Quoted passage ::
You want to bend space and time and call Bug! a third-party game even though it was published by SEGA? By your logic, Gunstar Heroes is a third-party game. How much bull-shit must I wade through to make my point? By comparision, how many third-party games were available at the PlayStation’s launch? Really-real ones? Ridge Racer, NBA Jam TE, Rayman, Total Eclipse Turbo, and Street Fighter: the Movie, each by a different third-party publisher. That’s half of the damn launch lineup.
You want to talk SEGA history? Fine. That $100 price difference? Yeah, it was announced in tandem with the early launch. Sony got the benefit of answering SEGA’s $400 price point, and they undercut them with their PlayStation. You don’t think a few more months to feel things out might have changed SEGA’s plans, especially if they discovered Sony’s PlayStation was set at the $300 mark?
You want to talk site history by throwing that Realtime Associates interview in my face, too? Go ahead. I remember a certain interview from around the time Console Wars was released, in which Tom Kalinske himself regarded the early Saturn launch as the biggest mistake SEGA ever made.

Information provided ::
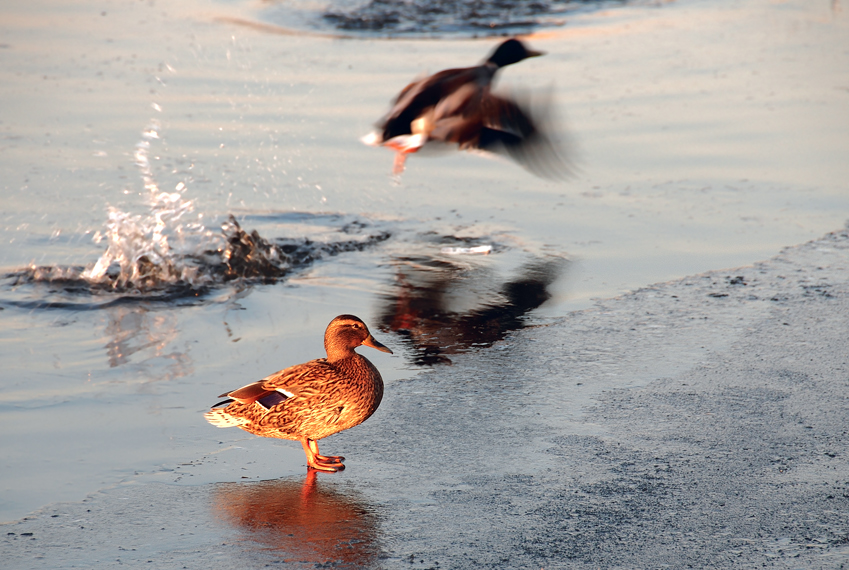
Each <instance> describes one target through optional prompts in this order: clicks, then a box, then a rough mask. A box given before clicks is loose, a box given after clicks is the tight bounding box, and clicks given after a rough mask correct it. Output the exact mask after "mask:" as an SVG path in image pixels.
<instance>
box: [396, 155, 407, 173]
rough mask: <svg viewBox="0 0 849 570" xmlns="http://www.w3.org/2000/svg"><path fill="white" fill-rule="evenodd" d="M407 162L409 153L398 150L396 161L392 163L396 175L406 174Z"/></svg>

Set of tasks ::
1. For the passage on SEGA's Saturn launch, state whether each statement agrees with it, answering yes or no and quoting the deciding words exactly.
(a) Bug! was published by SEGA.
(b) Four third-party games were available at the PlayStation's launch.
(c) Tom Kalinske called the early Saturn launch the biggest mistake SEGA ever made.
2. Answer these questions from the passage on SEGA's Saturn launch.
(a) What was SEGA's price point?
(b) What share of the PlayStation launch lineup were third-party games?
(c) Whose interview does the writer expect to have thrown in their face?
3. Write the next few sentences of the passage on SEGA's Saturn launch, picking up after its last sentence.
The listing has no connection to the passage on SEGA's Saturn launch.

Results for the exercise ::
1.
(a) Yes: "even though it was published by SEGA"
(b) No: "Ridge Racer, NBA Jam TE, Rayman, Total Eclipse Turbo, and Street Fighter: the Movie, each by a different third-party publisher"
(c) Yes: "Tom Kalinske himself regarded the early Saturn launch as the biggest mistake SEGA ever made"

2.
(a) $400
(b) Half
(c) Realtime Associates

3.
If you disagree… you must… hate… Tom Kalinske. You don’t hate Tom Kalinske, do you, Chris?
Oh, and you’re a soulless brain-leach who sucks exclusively on the lobes of idiots.
Chris: The Requiem, you son of a bitch. You know damn well Tom Kalinske is my favorite American who’s ever lived. Who do you think I celebrate on President’s Day? It ain’t George Washington or Abe Lincoln, I’ll tell ya that. In fact, I proudly wear my “What Would Tom Kalinske Do?” braided bracelet on my wrist to this day. Anytime one of you assholes on the site comes up with some stupid idea for an article, I just look down at my wrist, see that W.W.K.D. bracelet and launch into a curse-filled tirade that only a man of Kalinske’s fortitude and American know-how could muster.
So you think the Saturn was “successful” in Japan, eh? Well, I guess if you compared it to its paltry 1.5 million sales in North America, you could say make that argument, but it only sold about 6 million units in Japan compared to the PlayStation’s 9.3 billion units (give or take a few billion). In truth, the PlayStation kicked the Saturn’s ass just as hard in Japan as it did anywhere else in the world, so “success” and “Saturn” is a very relative.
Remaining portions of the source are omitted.